REQUIREMENT →
Repeat each of the rows below exactly as it appears, leaving out the pictures.

AVAILABLE DATA →

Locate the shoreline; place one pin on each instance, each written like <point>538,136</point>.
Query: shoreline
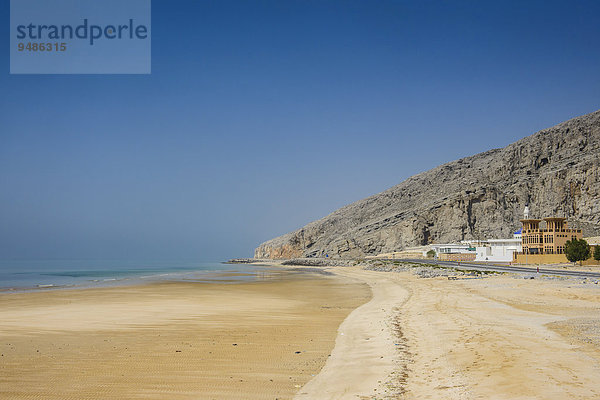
<point>382,334</point>
<point>254,340</point>
<point>500,337</point>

RESPONSE TO THE EXERCISE →
Locate the shoreline; place one pin on each instance, each written like <point>538,136</point>.
Query: shoreline
<point>382,334</point>
<point>254,340</point>
<point>500,337</point>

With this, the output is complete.